ABOUT THIS EXERCISE: Only lines that contain the string "frame" should be returned from the material below.

[AVAILABLE DATA]

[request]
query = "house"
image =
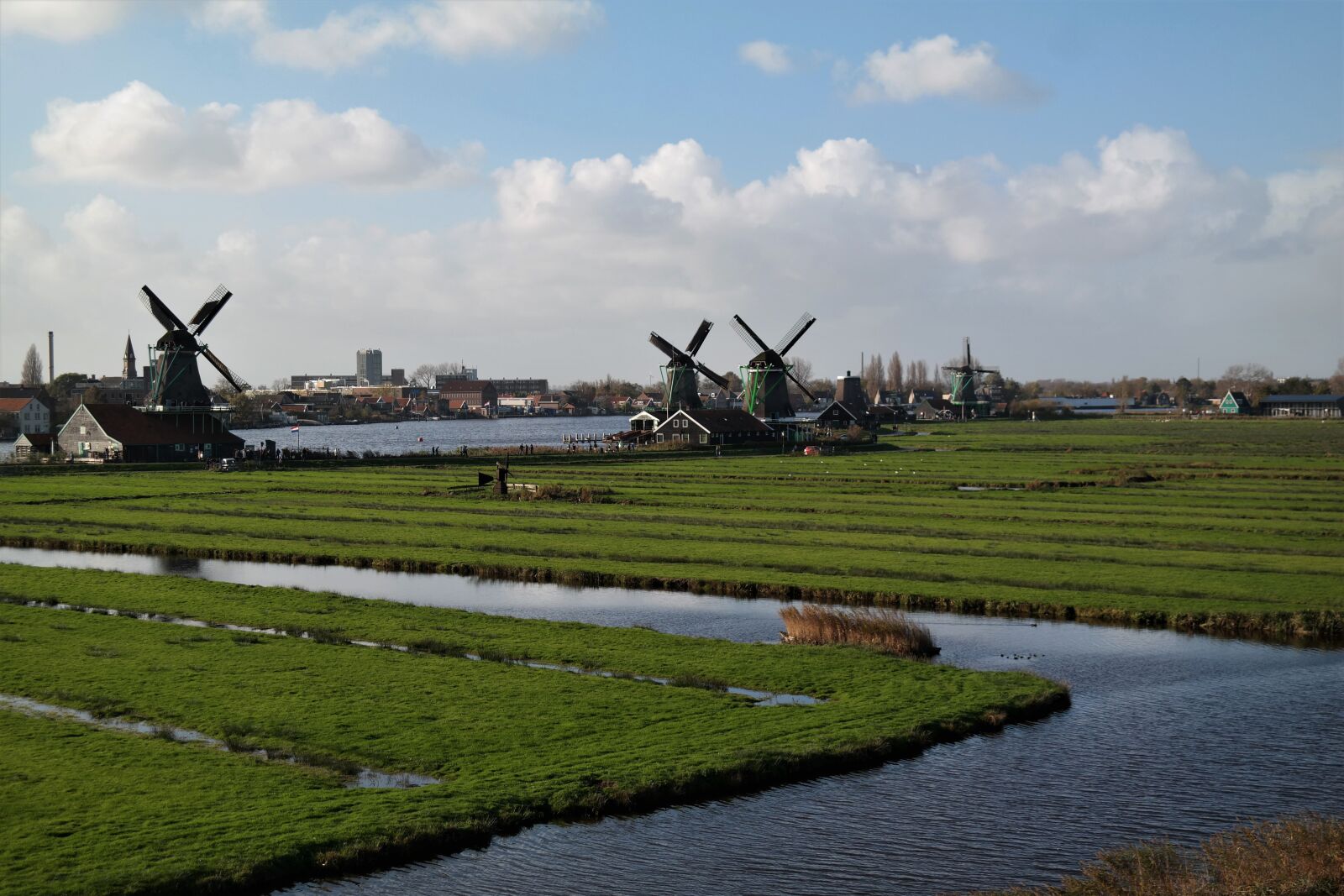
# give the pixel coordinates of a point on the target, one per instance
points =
(26, 414)
(1234, 403)
(1323, 406)
(936, 409)
(120, 432)
(31, 443)
(472, 394)
(705, 426)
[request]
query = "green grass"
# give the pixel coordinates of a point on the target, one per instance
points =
(91, 810)
(1227, 526)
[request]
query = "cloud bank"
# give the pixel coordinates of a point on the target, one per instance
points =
(65, 22)
(454, 29)
(1132, 258)
(138, 136)
(940, 67)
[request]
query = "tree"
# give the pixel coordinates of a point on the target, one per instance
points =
(1252, 379)
(33, 367)
(895, 379)
(425, 374)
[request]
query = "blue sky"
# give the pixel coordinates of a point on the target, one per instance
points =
(1238, 94)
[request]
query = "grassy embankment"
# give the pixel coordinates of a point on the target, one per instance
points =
(1288, 857)
(92, 810)
(1221, 526)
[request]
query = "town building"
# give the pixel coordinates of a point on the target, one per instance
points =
(30, 445)
(1321, 406)
(369, 367)
(1234, 403)
(521, 385)
(705, 426)
(26, 414)
(123, 432)
(468, 396)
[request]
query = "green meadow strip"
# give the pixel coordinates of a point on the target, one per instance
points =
(100, 812)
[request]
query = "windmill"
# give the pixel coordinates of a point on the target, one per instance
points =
(964, 380)
(176, 379)
(764, 378)
(679, 372)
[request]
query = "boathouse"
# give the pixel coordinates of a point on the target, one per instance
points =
(123, 432)
(1321, 406)
(705, 426)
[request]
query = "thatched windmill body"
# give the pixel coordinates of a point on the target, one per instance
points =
(175, 380)
(680, 371)
(964, 380)
(766, 376)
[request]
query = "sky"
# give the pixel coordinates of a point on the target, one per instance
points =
(1084, 190)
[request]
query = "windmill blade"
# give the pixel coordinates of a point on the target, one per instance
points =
(748, 335)
(208, 309)
(223, 371)
(710, 375)
(795, 333)
(698, 340)
(667, 348)
(799, 383)
(161, 312)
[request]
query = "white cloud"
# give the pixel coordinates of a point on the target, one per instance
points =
(454, 29)
(770, 58)
(65, 22)
(138, 136)
(938, 67)
(1126, 259)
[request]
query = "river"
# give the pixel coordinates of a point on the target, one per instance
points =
(1168, 735)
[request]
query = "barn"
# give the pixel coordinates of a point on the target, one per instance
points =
(123, 432)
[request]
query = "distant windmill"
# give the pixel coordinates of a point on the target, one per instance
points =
(176, 379)
(679, 372)
(766, 392)
(964, 379)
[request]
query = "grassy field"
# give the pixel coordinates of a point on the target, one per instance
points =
(94, 810)
(1225, 526)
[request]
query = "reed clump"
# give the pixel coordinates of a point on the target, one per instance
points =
(1299, 856)
(879, 627)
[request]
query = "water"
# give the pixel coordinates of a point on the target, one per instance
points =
(447, 436)
(1169, 735)
(365, 778)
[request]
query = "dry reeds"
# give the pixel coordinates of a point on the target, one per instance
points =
(1301, 856)
(880, 627)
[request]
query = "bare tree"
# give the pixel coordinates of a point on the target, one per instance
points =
(801, 367)
(895, 380)
(425, 374)
(1250, 379)
(31, 367)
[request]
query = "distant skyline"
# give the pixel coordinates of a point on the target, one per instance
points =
(1088, 191)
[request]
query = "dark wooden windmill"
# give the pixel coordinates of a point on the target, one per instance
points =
(765, 376)
(680, 369)
(175, 380)
(963, 378)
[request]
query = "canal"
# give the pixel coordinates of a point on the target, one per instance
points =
(1168, 735)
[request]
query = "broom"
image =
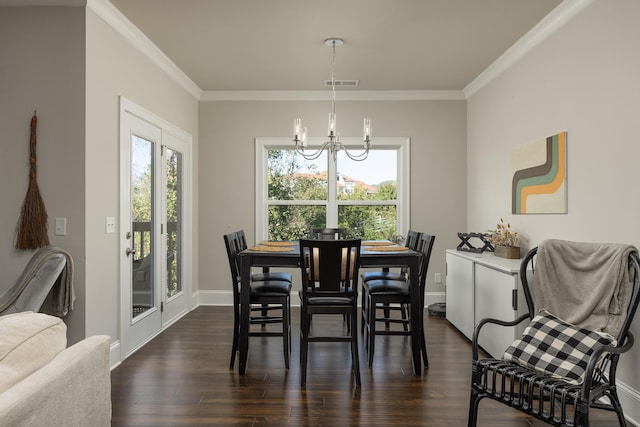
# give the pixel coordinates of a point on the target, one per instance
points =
(31, 231)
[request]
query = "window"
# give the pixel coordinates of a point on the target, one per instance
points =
(369, 198)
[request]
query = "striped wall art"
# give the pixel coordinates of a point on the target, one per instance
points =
(539, 176)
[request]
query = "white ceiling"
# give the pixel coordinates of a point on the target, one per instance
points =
(277, 45)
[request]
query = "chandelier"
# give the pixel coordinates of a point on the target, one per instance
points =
(333, 144)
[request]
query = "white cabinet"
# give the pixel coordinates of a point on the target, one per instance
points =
(459, 296)
(480, 286)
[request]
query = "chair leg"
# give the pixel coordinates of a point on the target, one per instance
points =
(474, 401)
(403, 310)
(617, 407)
(372, 328)
(387, 314)
(236, 337)
(354, 346)
(363, 310)
(285, 331)
(304, 347)
(423, 346)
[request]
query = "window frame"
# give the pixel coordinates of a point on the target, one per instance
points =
(263, 145)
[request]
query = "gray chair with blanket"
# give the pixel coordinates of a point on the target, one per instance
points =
(582, 298)
(50, 269)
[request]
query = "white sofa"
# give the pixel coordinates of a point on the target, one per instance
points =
(44, 383)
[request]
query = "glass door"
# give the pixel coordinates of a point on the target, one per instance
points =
(155, 198)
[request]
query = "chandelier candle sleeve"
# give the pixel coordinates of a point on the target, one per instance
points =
(366, 137)
(332, 124)
(297, 129)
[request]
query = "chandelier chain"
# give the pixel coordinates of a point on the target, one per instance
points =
(333, 145)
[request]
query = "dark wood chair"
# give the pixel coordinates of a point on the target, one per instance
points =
(411, 242)
(328, 233)
(579, 369)
(267, 296)
(266, 274)
(379, 294)
(329, 287)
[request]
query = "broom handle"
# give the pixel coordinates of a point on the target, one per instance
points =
(32, 146)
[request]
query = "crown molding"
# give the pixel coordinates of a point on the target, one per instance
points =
(342, 95)
(563, 13)
(112, 16)
(551, 23)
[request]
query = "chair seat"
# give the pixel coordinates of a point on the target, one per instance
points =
(382, 275)
(329, 301)
(271, 287)
(272, 275)
(387, 286)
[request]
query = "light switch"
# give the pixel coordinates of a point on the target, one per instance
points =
(61, 226)
(110, 225)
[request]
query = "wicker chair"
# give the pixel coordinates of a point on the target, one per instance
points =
(561, 367)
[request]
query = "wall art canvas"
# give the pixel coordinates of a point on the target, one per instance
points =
(539, 176)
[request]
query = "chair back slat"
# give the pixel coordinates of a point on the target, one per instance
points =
(232, 245)
(328, 233)
(330, 266)
(412, 239)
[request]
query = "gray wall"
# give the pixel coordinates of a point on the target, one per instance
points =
(42, 68)
(72, 66)
(583, 80)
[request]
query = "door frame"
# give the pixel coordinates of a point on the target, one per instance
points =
(168, 131)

[/AVAILABLE DATA]

EXERCISE RESULT:
query = "window frame"
query = "door frame"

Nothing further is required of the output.